____ Dataset entries
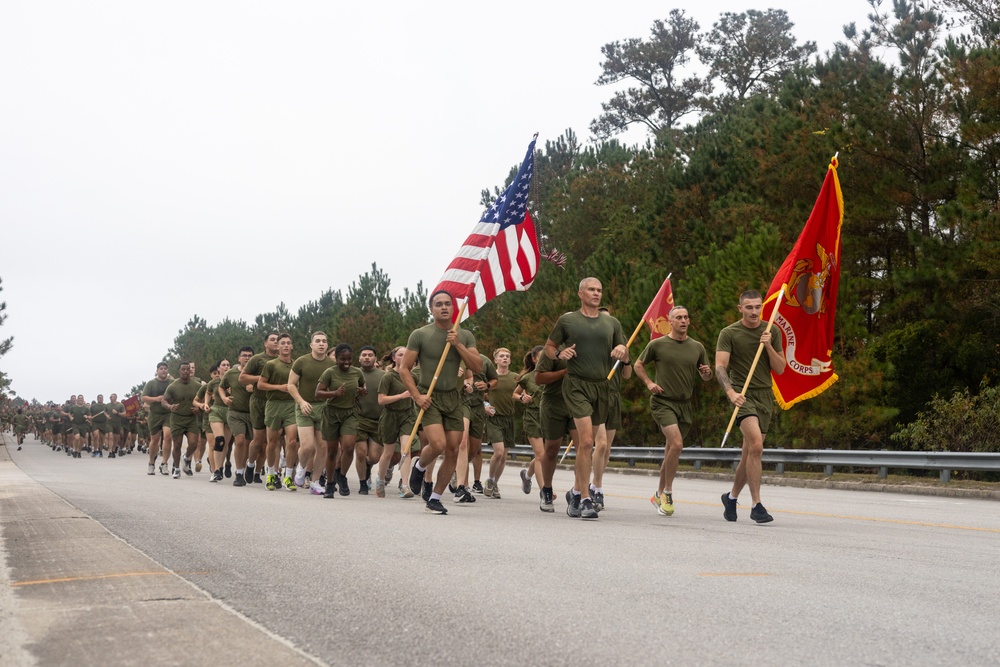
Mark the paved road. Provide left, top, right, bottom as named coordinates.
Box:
left=0, top=435, right=1000, bottom=666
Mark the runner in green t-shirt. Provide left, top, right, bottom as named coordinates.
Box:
left=715, top=290, right=786, bottom=523
left=258, top=333, right=299, bottom=491
left=216, top=346, right=254, bottom=486
left=483, top=347, right=517, bottom=500
left=163, top=361, right=201, bottom=479
left=141, top=361, right=170, bottom=475
left=354, top=345, right=384, bottom=495
left=545, top=278, right=628, bottom=519
left=288, top=331, right=334, bottom=495
left=239, top=331, right=278, bottom=483
left=635, top=306, right=712, bottom=516
left=399, top=290, right=482, bottom=514
left=316, top=343, right=365, bottom=498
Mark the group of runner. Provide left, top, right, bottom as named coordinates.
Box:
left=5, top=278, right=785, bottom=523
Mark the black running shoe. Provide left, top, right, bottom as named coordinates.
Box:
left=566, top=491, right=580, bottom=519
left=409, top=461, right=427, bottom=500
left=750, top=503, right=774, bottom=523
left=722, top=492, right=740, bottom=521
left=424, top=498, right=448, bottom=514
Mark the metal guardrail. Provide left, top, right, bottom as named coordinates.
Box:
left=483, top=445, right=1000, bottom=483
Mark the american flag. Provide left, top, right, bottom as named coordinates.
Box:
left=433, top=135, right=539, bottom=320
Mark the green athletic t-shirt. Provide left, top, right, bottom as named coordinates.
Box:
left=260, top=358, right=295, bottom=401
left=715, top=320, right=781, bottom=391
left=358, top=368, right=385, bottom=419
left=292, top=354, right=336, bottom=403
left=639, top=336, right=708, bottom=401
left=247, top=352, right=278, bottom=406
left=319, top=365, right=365, bottom=410
left=219, top=368, right=250, bottom=412
left=549, top=310, right=625, bottom=381
left=378, top=368, right=417, bottom=412
left=406, top=323, right=476, bottom=394
left=163, top=380, right=202, bottom=417
left=490, top=370, right=517, bottom=417
left=142, top=378, right=170, bottom=415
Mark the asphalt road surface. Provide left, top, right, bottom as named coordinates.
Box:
left=0, top=434, right=1000, bottom=667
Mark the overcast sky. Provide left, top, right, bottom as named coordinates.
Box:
left=0, top=0, right=868, bottom=401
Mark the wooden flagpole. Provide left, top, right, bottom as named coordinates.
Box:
left=719, top=283, right=788, bottom=449
left=400, top=299, right=469, bottom=464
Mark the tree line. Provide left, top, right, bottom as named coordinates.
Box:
left=143, top=0, right=1000, bottom=449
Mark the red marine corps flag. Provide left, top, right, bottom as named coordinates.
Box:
left=761, top=156, right=844, bottom=410
left=431, top=135, right=540, bottom=320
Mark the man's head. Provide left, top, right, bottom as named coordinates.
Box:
left=577, top=278, right=604, bottom=308
left=358, top=345, right=378, bottom=371
left=429, top=290, right=455, bottom=324
left=737, top=290, right=764, bottom=329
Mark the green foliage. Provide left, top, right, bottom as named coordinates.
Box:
left=892, top=386, right=1000, bottom=452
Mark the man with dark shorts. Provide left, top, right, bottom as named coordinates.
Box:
left=142, top=361, right=170, bottom=475
left=715, top=290, right=786, bottom=523
left=545, top=278, right=628, bottom=519
left=399, top=290, right=482, bottom=514
left=163, top=361, right=201, bottom=479
left=218, top=347, right=253, bottom=486
left=239, top=331, right=278, bottom=484
left=635, top=306, right=712, bottom=516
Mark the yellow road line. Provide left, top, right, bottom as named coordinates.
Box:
left=606, top=494, right=1000, bottom=534
left=10, top=571, right=208, bottom=587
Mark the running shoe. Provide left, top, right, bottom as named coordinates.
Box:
left=722, top=492, right=737, bottom=521
left=591, top=491, right=604, bottom=512
left=750, top=503, right=774, bottom=523
left=538, top=489, right=556, bottom=512
left=424, top=498, right=448, bottom=514
left=407, top=468, right=424, bottom=504
left=659, top=492, right=674, bottom=516
left=566, top=490, right=580, bottom=519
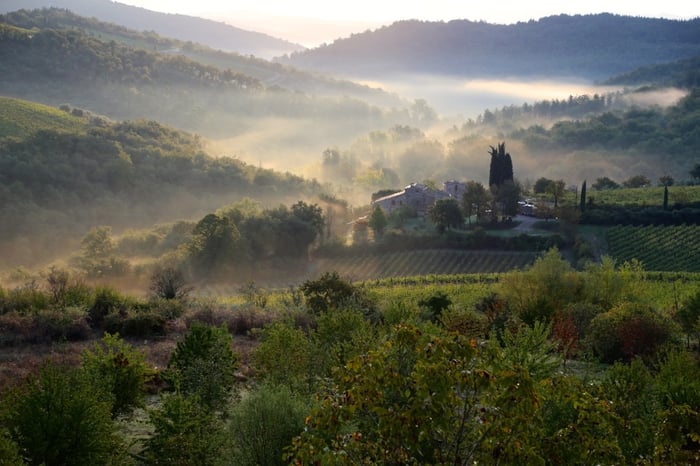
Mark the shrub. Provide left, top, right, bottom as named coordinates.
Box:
left=82, top=333, right=148, bottom=417
left=143, top=393, right=227, bottom=466
left=5, top=364, right=120, bottom=466
left=301, top=272, right=374, bottom=315
left=102, top=310, right=167, bottom=338
left=165, top=322, right=238, bottom=410
left=33, top=308, right=92, bottom=342
left=587, top=303, right=674, bottom=363
left=253, top=322, right=311, bottom=390
left=88, top=286, right=127, bottom=328
left=229, top=385, right=310, bottom=466
left=149, top=267, right=192, bottom=300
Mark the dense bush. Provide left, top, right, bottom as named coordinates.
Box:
left=228, top=385, right=310, bottom=466
left=164, top=322, right=238, bottom=411
left=3, top=364, right=123, bottom=466
left=82, top=333, right=148, bottom=417
left=587, top=303, right=677, bottom=363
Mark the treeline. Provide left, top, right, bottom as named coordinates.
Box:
left=605, top=57, right=700, bottom=89
left=0, top=112, right=321, bottom=265
left=511, top=89, right=700, bottom=159
left=0, top=19, right=262, bottom=90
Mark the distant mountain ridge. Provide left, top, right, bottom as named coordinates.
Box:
left=0, top=0, right=304, bottom=59
left=281, top=13, right=700, bottom=80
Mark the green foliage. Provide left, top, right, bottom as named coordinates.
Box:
left=655, top=351, right=700, bottom=464
left=309, top=309, right=377, bottom=376
left=677, top=290, right=700, bottom=344
left=0, top=427, right=25, bottom=466
left=149, top=267, right=192, bottom=300
left=142, top=392, right=229, bottom=466
left=4, top=364, right=121, bottom=466
left=164, top=322, right=238, bottom=411
left=428, top=198, right=464, bottom=233
left=187, top=214, right=241, bottom=275
left=369, top=205, right=389, bottom=237
left=253, top=322, right=313, bottom=392
left=601, top=359, right=659, bottom=464
left=228, top=384, right=310, bottom=466
left=82, top=333, right=149, bottom=418
left=499, top=248, right=583, bottom=325
left=418, top=292, right=452, bottom=322
left=462, top=181, right=490, bottom=224
left=300, top=272, right=373, bottom=315
left=87, top=286, right=129, bottom=328
left=587, top=303, right=675, bottom=363
left=0, top=96, right=86, bottom=138
left=607, top=225, right=700, bottom=272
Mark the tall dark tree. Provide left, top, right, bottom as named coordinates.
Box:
left=489, top=142, right=513, bottom=187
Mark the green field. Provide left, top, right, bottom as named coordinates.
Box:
left=312, top=249, right=538, bottom=281
left=607, top=225, right=700, bottom=272
left=0, top=96, right=85, bottom=138
left=587, top=185, right=700, bottom=207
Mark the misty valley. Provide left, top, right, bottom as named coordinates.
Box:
left=0, top=0, right=700, bottom=465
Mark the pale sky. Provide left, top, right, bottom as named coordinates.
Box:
left=117, top=0, right=700, bottom=46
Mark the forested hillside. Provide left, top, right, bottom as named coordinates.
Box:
left=0, top=10, right=413, bottom=171
left=0, top=98, right=320, bottom=265
left=285, top=14, right=700, bottom=80
left=0, top=8, right=400, bottom=105
left=0, top=0, right=303, bottom=58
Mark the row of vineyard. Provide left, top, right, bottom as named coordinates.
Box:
left=607, top=225, right=700, bottom=272
left=314, top=249, right=538, bottom=280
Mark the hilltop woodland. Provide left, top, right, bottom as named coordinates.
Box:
left=0, top=12, right=700, bottom=466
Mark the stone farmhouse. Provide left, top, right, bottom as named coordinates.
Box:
left=372, top=181, right=466, bottom=216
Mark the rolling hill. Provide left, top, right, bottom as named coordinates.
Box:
left=0, top=0, right=303, bottom=58
left=283, top=14, right=700, bottom=80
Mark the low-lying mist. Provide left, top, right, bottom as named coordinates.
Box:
left=356, top=75, right=619, bottom=118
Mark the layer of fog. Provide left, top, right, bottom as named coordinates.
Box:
left=359, top=75, right=619, bottom=118
left=211, top=76, right=687, bottom=205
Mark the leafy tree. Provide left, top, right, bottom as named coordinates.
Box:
left=659, top=175, right=675, bottom=186
left=489, top=142, right=513, bottom=187
left=601, top=359, right=660, bottom=464
left=654, top=351, right=700, bottom=464
left=300, top=272, right=373, bottom=315
left=142, top=392, right=229, bottom=466
left=495, top=180, right=520, bottom=216
left=678, top=290, right=700, bottom=345
left=77, top=226, right=128, bottom=277
left=500, top=248, right=583, bottom=326
left=462, top=181, right=490, bottom=224
left=164, top=322, right=238, bottom=411
left=547, top=180, right=566, bottom=209
left=532, top=177, right=554, bottom=194
left=228, top=385, right=310, bottom=466
left=622, top=175, right=651, bottom=188
left=593, top=176, right=620, bottom=191
left=428, top=198, right=464, bottom=233
left=149, top=267, right=192, bottom=299
left=688, top=163, right=700, bottom=181
left=253, top=322, right=312, bottom=391
left=369, top=206, right=389, bottom=237
left=82, top=333, right=148, bottom=417
left=4, top=363, right=121, bottom=466
left=187, top=214, right=241, bottom=273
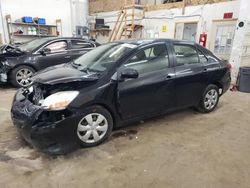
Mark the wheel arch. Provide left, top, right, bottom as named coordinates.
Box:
left=87, top=103, right=119, bottom=128
left=211, top=82, right=223, bottom=95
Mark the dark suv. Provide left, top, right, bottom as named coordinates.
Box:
left=11, top=39, right=231, bottom=154
left=0, top=37, right=98, bottom=87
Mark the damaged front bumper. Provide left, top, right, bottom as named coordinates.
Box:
left=11, top=89, right=80, bottom=154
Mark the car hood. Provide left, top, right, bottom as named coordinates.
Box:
left=32, top=64, right=98, bottom=85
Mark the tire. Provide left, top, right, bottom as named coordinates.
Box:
left=10, top=65, right=35, bottom=87
left=196, top=84, right=220, bottom=113
left=76, top=106, right=113, bottom=147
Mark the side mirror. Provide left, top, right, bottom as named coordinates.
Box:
left=120, top=68, right=139, bottom=80
left=39, top=48, right=51, bottom=55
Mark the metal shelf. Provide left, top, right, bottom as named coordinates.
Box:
left=8, top=22, right=57, bottom=27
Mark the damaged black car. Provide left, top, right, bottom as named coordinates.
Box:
left=11, top=39, right=231, bottom=154
left=0, top=37, right=99, bottom=87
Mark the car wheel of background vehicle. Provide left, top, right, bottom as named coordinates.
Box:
left=77, top=106, right=113, bottom=147
left=10, top=65, right=35, bottom=87
left=196, top=84, right=219, bottom=113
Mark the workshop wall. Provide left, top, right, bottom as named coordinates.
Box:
left=0, top=0, right=83, bottom=42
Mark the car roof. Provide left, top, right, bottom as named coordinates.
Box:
left=40, top=37, right=94, bottom=42
left=115, top=38, right=196, bottom=46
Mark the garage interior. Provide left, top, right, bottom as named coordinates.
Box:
left=0, top=0, right=250, bottom=188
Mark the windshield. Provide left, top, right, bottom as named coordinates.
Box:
left=74, top=43, right=137, bottom=72
left=18, top=37, right=55, bottom=52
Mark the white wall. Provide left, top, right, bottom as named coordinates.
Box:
left=0, top=0, right=88, bottom=42
left=94, top=1, right=239, bottom=48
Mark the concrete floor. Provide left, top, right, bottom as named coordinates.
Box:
left=0, top=88, right=250, bottom=188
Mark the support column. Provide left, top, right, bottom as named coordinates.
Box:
left=229, top=0, right=250, bottom=83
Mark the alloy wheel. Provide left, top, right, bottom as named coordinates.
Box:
left=77, top=113, right=108, bottom=143
left=204, top=89, right=219, bottom=110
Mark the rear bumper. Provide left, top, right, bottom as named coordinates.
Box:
left=0, top=71, right=7, bottom=83
left=11, top=90, right=80, bottom=154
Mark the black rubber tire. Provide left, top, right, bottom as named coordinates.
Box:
left=75, top=105, right=113, bottom=147
left=195, top=84, right=220, bottom=113
left=10, top=65, right=36, bottom=88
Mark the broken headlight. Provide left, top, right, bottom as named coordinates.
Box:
left=39, top=91, right=79, bottom=110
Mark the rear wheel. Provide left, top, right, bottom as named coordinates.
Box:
left=77, top=106, right=113, bottom=147
left=10, top=65, right=35, bottom=87
left=196, top=84, right=219, bottom=113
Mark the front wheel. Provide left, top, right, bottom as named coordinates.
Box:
left=77, top=106, right=113, bottom=147
left=196, top=84, right=220, bottom=113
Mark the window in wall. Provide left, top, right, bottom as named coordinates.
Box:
left=198, top=50, right=208, bottom=63
left=175, top=23, right=197, bottom=42
left=214, top=25, right=235, bottom=54
left=124, top=44, right=169, bottom=75
left=174, top=44, right=199, bottom=66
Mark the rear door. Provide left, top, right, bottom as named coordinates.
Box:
left=117, top=43, right=175, bottom=119
left=172, top=43, right=207, bottom=107
left=35, top=40, right=70, bottom=69
left=69, top=39, right=95, bottom=60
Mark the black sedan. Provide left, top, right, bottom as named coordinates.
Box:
left=0, top=37, right=98, bottom=87
left=11, top=39, right=231, bottom=154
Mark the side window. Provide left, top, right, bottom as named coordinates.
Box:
left=198, top=50, right=208, bottom=64
left=124, top=44, right=169, bottom=74
left=45, top=41, right=67, bottom=53
left=71, top=40, right=93, bottom=49
left=174, top=44, right=199, bottom=66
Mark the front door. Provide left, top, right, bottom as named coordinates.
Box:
left=117, top=43, right=175, bottom=119
left=36, top=40, right=71, bottom=69
left=173, top=43, right=207, bottom=107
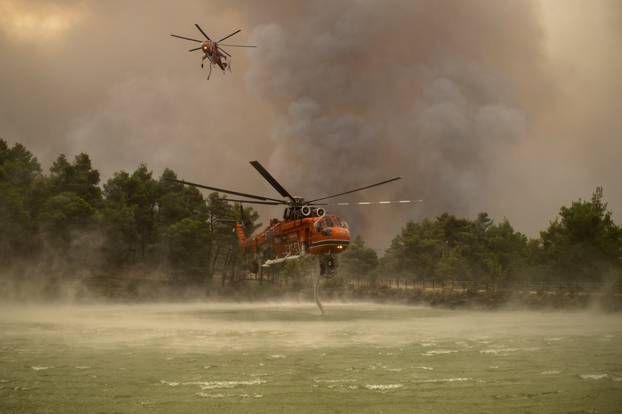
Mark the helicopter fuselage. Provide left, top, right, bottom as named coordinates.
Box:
left=236, top=215, right=350, bottom=258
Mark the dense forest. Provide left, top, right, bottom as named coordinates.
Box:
left=0, top=140, right=622, bottom=297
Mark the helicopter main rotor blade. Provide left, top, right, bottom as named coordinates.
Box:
left=217, top=46, right=231, bottom=57
left=311, top=200, right=423, bottom=206
left=307, top=177, right=402, bottom=203
left=216, top=29, right=242, bottom=43
left=194, top=23, right=212, bottom=40
left=167, top=178, right=287, bottom=204
left=222, top=44, right=257, bottom=47
left=225, top=198, right=287, bottom=206
left=250, top=161, right=296, bottom=204
left=171, top=34, right=203, bottom=43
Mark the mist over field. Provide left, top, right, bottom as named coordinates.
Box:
left=0, top=303, right=622, bottom=413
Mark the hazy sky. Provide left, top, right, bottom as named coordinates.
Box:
left=0, top=0, right=622, bottom=248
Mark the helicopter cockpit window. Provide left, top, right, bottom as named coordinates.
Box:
left=315, top=217, right=335, bottom=231
left=336, top=217, right=350, bottom=229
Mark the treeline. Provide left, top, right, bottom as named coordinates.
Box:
left=341, top=187, right=622, bottom=289
left=0, top=140, right=622, bottom=296
left=0, top=140, right=258, bottom=293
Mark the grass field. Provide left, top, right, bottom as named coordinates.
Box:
left=0, top=304, right=622, bottom=413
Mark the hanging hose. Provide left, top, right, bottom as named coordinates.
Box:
left=313, top=271, right=324, bottom=316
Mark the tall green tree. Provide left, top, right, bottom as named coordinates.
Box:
left=540, top=187, right=622, bottom=281
left=0, top=139, right=45, bottom=263
left=339, top=236, right=378, bottom=280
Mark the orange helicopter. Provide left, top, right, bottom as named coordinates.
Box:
left=171, top=161, right=421, bottom=276
left=171, top=23, right=256, bottom=80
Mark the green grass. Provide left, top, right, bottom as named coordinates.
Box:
left=0, top=304, right=622, bottom=413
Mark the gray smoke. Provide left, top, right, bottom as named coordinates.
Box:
left=0, top=0, right=622, bottom=248
left=241, top=1, right=543, bottom=246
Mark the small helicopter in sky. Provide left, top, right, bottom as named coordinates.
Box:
left=171, top=23, right=256, bottom=80
left=172, top=161, right=421, bottom=277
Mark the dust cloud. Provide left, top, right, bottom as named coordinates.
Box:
left=0, top=302, right=620, bottom=352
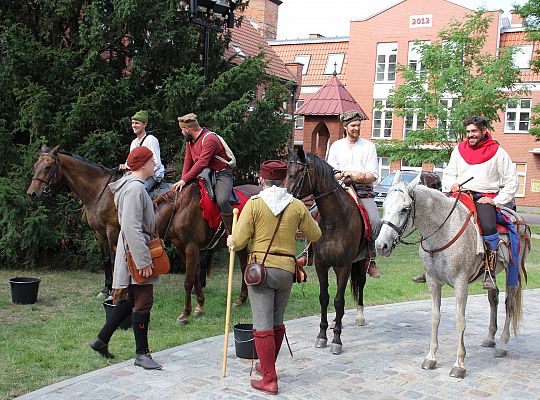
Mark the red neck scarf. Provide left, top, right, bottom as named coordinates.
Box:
left=458, top=132, right=499, bottom=164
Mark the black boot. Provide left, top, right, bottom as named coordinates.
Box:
left=482, top=249, right=497, bottom=290
left=131, top=313, right=161, bottom=369
left=89, top=300, right=132, bottom=358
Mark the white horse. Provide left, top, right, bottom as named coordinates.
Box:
left=375, top=177, right=530, bottom=378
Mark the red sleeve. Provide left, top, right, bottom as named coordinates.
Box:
left=182, top=134, right=221, bottom=183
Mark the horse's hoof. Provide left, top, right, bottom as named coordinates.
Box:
left=495, top=349, right=508, bottom=358
left=422, top=360, right=437, bottom=369
left=330, top=343, right=343, bottom=355
left=176, top=314, right=189, bottom=325
left=450, top=367, right=465, bottom=379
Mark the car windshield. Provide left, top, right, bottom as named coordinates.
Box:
left=379, top=172, right=417, bottom=186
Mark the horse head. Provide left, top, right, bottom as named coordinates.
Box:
left=375, top=181, right=418, bottom=257
left=26, top=145, right=61, bottom=198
________
Format the stretch from the start of the material through the line containing "left=0, top=435, right=1000, bottom=666" as a Markdown table with columns Row and Text, one line per row, numbered in order. Omit blank lines and pictures.

| Row | Text |
|---|---|
| 1 | Mark the paved road. Provide left, top, right, bottom as named coordinates. |
| 2 | Box: |
| 3 | left=0, top=435, right=1000, bottom=666 |